_Problem requirements_: Put each line of the items below into a Markdown table with two columns, Row and Line, numbering the rows in order and skipping blank lines. Do not include the pictures in the table.

_The data_:

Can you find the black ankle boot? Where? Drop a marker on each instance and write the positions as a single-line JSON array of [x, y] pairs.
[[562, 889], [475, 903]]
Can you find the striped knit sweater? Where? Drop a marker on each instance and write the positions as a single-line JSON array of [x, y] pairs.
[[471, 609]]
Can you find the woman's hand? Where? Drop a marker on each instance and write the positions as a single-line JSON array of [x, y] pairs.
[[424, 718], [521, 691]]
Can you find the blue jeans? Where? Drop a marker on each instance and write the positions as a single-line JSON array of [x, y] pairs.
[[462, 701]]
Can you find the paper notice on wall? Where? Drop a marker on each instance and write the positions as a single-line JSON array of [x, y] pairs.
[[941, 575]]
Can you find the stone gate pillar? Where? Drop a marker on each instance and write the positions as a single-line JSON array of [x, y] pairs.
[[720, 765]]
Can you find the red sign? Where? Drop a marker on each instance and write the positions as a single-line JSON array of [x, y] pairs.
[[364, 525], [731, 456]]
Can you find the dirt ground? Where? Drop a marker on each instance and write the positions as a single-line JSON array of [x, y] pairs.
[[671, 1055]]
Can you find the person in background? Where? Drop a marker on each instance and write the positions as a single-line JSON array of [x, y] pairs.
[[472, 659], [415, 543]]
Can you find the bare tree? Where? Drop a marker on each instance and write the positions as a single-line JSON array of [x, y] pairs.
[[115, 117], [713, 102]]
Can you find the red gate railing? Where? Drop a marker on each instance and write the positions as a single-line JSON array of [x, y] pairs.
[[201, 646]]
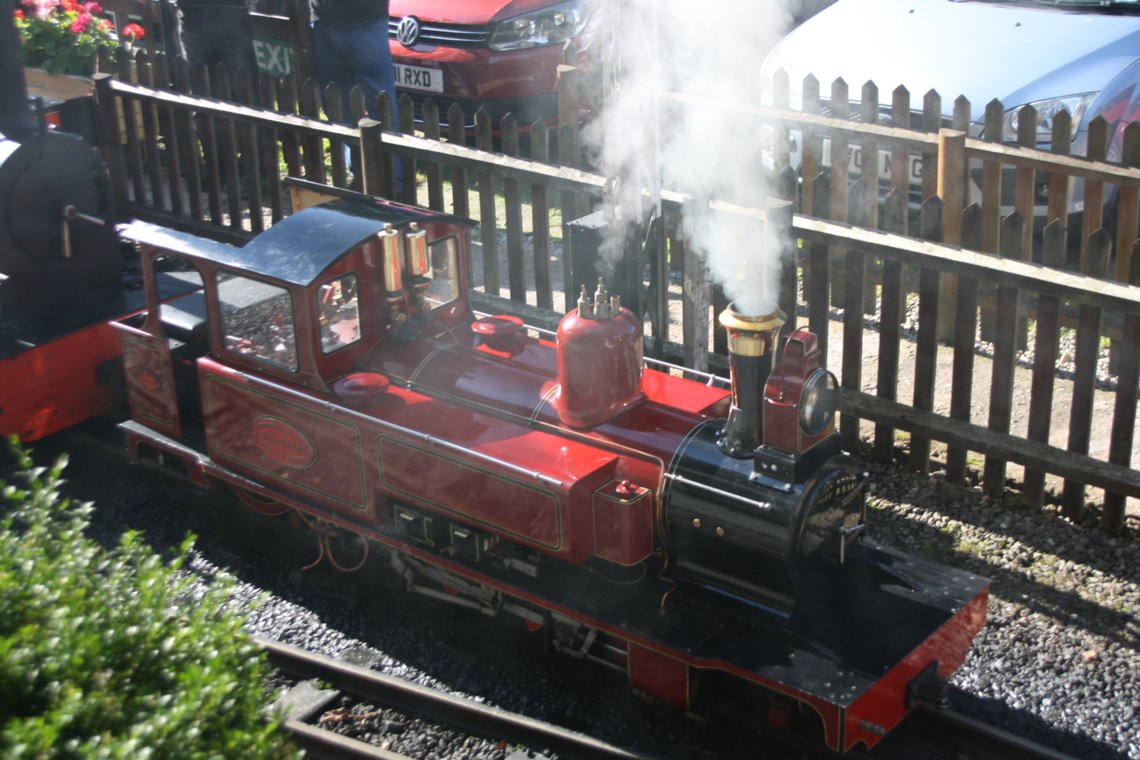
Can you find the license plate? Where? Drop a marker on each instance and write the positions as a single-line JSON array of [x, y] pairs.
[[855, 163], [418, 78]]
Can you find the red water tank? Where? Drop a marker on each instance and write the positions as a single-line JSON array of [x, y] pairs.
[[600, 364]]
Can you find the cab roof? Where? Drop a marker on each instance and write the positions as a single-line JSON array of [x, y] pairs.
[[298, 248]]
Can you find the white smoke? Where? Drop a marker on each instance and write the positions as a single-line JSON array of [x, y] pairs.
[[677, 63]]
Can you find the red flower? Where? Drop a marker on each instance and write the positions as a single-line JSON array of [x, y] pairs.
[[80, 25]]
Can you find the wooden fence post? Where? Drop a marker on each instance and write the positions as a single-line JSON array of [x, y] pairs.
[[1084, 359], [372, 156], [1124, 411], [952, 190], [111, 146], [1045, 349]]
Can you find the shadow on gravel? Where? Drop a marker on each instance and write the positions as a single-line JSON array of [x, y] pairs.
[[426, 642], [1029, 546]]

_Finished task_:
| Row | Line |
|---|---|
| 1 | Can you find the black ankle boot? Where? Drop a marker on each instance and write the positions as a single-line JSON array of [x, y] pairs. |
| 2 | [[562, 889], [475, 903]] |
| 3 | Can you find the striped knit sweater? Where? Drop a marker on each instance and write the positions as a single-line JSON array of [x, y] pairs. |
| 4 | [[471, 609]] |
| 5 | Can you find the woman's hand? Where? Drop a marker on each instance and write the positions as a single-line JSON array of [x, y] pairs. |
| 6 | [[424, 718], [521, 691]] |
| 7 | Can you find the blue jeans? Where? Drop a marker on each instance and write the positions as a single-line JSON array of [x, y] pairs. |
| 8 | [[462, 701]] |
| 9 | Can you find the paper notice on wall? Where? Drop a marker on each instance and write the positions as a single-line JSON array of [x, y] pairs. |
| 10 | [[941, 575]] |
| 11 | Can you find the stone gate pillar? Where? Drop a marker on each instance and write the positions as a single-line JSON array of [x, y] pairs. |
| 12 | [[720, 765]] |
| 13 | Can you find the red sign? Where? Drop a marker on each instance and write the positions as a single-line JSON array of [x, y] pairs. |
| 14 | [[364, 525], [731, 456]] |
| 15 | Can you find the dirt ground? Where? Drop a marker on each instance and write the positions as a single-line JSON array of [x, y] pairs. |
| 16 | [[671, 1055]] |
| 17 | Can you find the person in background? Where? Drop a marker on each instance and write the positions as a single-line JSON array of [x, y] pairs. |
| 18 | [[472, 659], [415, 543]] |
| 19 | Can you find the bare tree? Where? Drop a marker on each instance and write the positions as a single-line JSON array of [x, y] pairs. |
| 20 | [[115, 117], [713, 102]] |
| 21 | Can you find the red gate railing? Where? Drop a marker on each instance and write the positions as a single-line JSON array of [x, y] pairs. |
| 22 | [[201, 646]] |
| 23 | Can you find the license plate? Where? Drop a marker on each instance and write the positions as a single-line JSON array of [x, y] pairs. |
| 24 | [[855, 163], [418, 78]] |
| 25 | Can you find the red water tank? Where? Drop a marker on each instance and write the positions as a single-line JSON array of [x, y] pairs. |
| 26 | [[600, 364]] |
| 27 | Can you find the cab roof? Where? Drop a marker on each instance and write the positions as a single-line JSON array of [x, y] pairs. |
| 28 | [[298, 248]] |
| 29 | Can you find the white smoke? Where? Drop a marker on each instance and write the positions as a single-line JSON array of [x, y] pairs. |
| 30 | [[677, 63]] |
| 31 | Can you find the red flower? Where? Drop a marker on each instance and write the positions as a single-line JSON array of [x, y] pairs. |
| 32 | [[80, 25]] |
| 33 | Can you find the wooden fence post? Where? Drop a marker on each instance and write the positions as a single-line JSON array of [x, y] pairs. |
| 34 | [[1084, 359], [372, 156], [1124, 411], [952, 190], [111, 146], [1045, 349]] |
| 35 | Can you find the shadow on gravel? Where? Drop a marker on each instance and write the positions as a single-line JSON array of [x, y] pairs. |
| 36 | [[426, 642], [1029, 546]] |